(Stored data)
****************************************

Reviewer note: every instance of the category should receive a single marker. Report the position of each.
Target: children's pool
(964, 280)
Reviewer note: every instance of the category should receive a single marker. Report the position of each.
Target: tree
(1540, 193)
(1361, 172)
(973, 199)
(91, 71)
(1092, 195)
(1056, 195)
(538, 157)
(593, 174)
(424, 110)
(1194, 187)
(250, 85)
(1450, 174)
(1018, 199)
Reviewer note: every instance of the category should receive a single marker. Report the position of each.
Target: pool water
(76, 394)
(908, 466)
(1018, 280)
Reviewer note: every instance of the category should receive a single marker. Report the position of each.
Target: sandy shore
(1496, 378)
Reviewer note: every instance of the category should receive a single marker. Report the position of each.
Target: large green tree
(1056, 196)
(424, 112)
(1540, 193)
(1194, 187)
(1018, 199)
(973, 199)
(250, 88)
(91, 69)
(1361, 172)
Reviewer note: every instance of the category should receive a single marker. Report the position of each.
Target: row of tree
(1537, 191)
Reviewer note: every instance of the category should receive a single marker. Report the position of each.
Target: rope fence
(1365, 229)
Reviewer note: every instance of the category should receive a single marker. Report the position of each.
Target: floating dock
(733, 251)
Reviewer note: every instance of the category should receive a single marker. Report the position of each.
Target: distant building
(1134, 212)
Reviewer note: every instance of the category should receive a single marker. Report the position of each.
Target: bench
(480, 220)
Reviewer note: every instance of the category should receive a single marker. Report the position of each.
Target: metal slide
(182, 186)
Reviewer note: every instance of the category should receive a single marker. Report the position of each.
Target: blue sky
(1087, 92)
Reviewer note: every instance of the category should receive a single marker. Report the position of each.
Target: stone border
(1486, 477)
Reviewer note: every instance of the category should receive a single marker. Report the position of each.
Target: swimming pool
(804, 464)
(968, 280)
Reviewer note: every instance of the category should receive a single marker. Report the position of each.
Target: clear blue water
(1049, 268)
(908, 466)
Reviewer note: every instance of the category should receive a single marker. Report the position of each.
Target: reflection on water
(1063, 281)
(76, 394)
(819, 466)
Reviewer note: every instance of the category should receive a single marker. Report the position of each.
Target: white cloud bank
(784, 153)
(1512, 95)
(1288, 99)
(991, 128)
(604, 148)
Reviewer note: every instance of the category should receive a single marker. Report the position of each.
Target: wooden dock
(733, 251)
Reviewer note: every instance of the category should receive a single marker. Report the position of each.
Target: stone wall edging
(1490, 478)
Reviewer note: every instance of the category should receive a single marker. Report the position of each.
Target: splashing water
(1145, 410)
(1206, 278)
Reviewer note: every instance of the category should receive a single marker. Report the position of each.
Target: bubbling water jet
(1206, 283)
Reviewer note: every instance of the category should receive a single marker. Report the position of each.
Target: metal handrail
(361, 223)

****************************************

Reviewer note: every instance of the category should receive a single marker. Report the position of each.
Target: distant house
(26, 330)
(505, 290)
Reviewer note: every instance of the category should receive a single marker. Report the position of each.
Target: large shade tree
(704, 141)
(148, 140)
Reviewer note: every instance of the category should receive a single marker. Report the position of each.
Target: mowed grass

****************************************

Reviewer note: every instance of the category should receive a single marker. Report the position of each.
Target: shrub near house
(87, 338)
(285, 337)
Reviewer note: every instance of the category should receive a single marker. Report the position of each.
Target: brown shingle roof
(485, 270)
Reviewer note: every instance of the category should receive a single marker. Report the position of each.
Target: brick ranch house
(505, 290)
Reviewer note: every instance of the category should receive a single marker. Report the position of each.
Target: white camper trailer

****************************************

* Task prompt *
Quote the data above from the line containing "Target: brick ranch house" to the line containing "Target: white camper trailer", inclusive, and stop.

* Exercise solution *
Target: brick ranch house
(505, 290)
Reviewer note: every instance of the category should receive a single marker. Report the position of each.
Target: white camper trailer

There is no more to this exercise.